▶ TASK: Lay out every line of the rows below as a Markdown table with two columns, Number and Line. Give each line a running number and leave out any blank lines.

════

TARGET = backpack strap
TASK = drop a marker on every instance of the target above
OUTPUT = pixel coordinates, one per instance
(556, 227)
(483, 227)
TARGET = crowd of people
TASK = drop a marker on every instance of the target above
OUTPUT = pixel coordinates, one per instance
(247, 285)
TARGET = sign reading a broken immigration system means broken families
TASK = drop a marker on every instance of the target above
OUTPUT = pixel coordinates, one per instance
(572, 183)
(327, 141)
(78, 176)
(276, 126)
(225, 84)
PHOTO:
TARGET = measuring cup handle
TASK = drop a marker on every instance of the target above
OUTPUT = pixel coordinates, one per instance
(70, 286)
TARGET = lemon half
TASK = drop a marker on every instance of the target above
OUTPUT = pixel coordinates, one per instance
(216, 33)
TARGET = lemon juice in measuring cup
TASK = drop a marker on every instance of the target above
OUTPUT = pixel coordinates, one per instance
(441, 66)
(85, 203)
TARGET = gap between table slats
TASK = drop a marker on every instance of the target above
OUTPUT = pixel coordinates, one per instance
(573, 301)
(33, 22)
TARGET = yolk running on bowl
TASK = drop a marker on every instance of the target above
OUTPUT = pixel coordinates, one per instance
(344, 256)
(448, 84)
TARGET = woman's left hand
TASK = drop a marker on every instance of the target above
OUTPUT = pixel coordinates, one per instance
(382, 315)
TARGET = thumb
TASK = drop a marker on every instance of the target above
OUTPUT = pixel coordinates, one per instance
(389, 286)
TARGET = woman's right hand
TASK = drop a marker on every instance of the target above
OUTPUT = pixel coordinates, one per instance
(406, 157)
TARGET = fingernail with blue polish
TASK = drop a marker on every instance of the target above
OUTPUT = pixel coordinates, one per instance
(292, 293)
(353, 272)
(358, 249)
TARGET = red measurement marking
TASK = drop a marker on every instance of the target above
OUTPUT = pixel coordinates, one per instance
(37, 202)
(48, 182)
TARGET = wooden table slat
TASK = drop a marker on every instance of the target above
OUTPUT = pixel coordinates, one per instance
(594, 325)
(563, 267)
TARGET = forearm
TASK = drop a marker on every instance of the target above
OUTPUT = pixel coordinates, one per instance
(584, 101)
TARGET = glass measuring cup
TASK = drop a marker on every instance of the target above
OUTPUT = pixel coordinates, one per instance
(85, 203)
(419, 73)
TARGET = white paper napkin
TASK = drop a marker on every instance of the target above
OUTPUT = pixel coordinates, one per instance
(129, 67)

════

▶ RESULT OF THIS EXERCISE:
| Number | Line |
|---|---|
| 1 | TARGET = backpack strap |
| 2 | TASK = drop a marker on every instance of the target above |
| 3 | OUTPUT = pixel coordinates, one per instance |
| 4 | (556, 227) |
| 5 | (483, 227) |
| 6 | TARGET = crowd of people |
| 7 | TASK = drop a marker on every instance of the target above |
| 8 | OUTPUT = pixel coordinates, one per instance |
| 9 | (247, 285) |
| 10 | TARGET = sign reading a broken immigration system means broken families |
| 11 | TASK = drop a marker on every instance of the target above |
| 12 | OUTPUT = pixel coordinates, one per instance |
| 13 | (572, 183) |
| 14 | (327, 141) |
| 15 | (78, 176) |
| 16 | (276, 126) |
| 17 | (225, 84) |
| 18 | PHOTO: |
| 19 | TARGET = measuring cup handle |
| 20 | TASK = drop a marker on every instance of the target above |
| 21 | OUTPUT = pixel coordinates, one per instance |
| 22 | (70, 286) |
| 23 | TARGET = lemon half |
| 24 | TASK = drop a marker on every instance of the target above |
| 25 | OUTPUT = pixel coordinates, one per instance |
| 26 | (216, 33) |
| 27 | TARGET = lemon juice in measuring cup |
| 28 | TASK = drop a marker on every instance of the target above |
| 29 | OUTPUT = pixel coordinates, one per instance |
| 30 | (441, 66) |
| 31 | (85, 203) |
| 32 | TARGET = gap between table slats |
| 33 | TASK = drop a marker on every instance of the target above |
| 34 | OUTPUT = pixel coordinates, one per instance |
| 35 | (573, 301) |
| 36 | (33, 22) |
| 37 | TARGET = yolk running on bowl |
| 38 | TASK = drop a marker on every instance of the target above |
| 39 | OUTPUT = pixel coordinates, one per instance |
| 40 | (344, 256) |
| 41 | (448, 84) |
| 42 | TARGET = woman's left hand |
| 43 | TASK = drop a marker on every instance of the target above |
| 44 | OUTPUT = pixel coordinates, one per instance |
| 45 | (382, 315) |
| 46 | TARGET = thumb |
| 47 | TASK = drop a marker on every instance of the target above |
| 48 | OUTPUT = pixel coordinates, one per instance |
| 49 | (389, 286) |
| 50 | TARGET = woman's right hand |
| 51 | TASK = drop a marker on every instance of the target above |
| 52 | OUTPUT = pixel coordinates, one per instance |
| 53 | (406, 157) |
| 54 | TARGET = fingernail with blue polish |
| 55 | TASK = drop a marker on every instance of the target above |
| 56 | OUTPUT = pixel coordinates, one per instance |
| 57 | (292, 293) |
| 58 | (353, 272) |
| 59 | (358, 249) |
| 60 | TARGET = red measurement marking |
| 61 | TASK = drop a marker on every instance of the target above |
| 62 | OUTPUT = pixel coordinates, one per instance |
| 63 | (37, 202) |
| 64 | (48, 182) |
| 65 | TARGET = wooden table slat |
| 66 | TASK = drop a marker on every instance of the target above |
| 67 | OUTPUT = pixel coordinates, one per instance |
| 68 | (594, 325) |
| 69 | (563, 267) |
| 70 | TARGET = forearm |
| 71 | TASK = drop a marker on every instance of the target above |
| 72 | OUTPUT = pixel coordinates, one per instance |
| 73 | (584, 101) |
| 74 | TARGET = glass measuring cup |
| 75 | TASK = drop a marker on every instance of the target above |
| 76 | OUTPUT = pixel coordinates, one per instance |
| 77 | (85, 203) |
| 78 | (419, 73) |
| 79 | TARGET = white paper napkin |
| 80 | TASK = drop a marker on every instance of the target above |
| 81 | OUTPUT = pixel coordinates, one per instance |
| 82 | (129, 67) |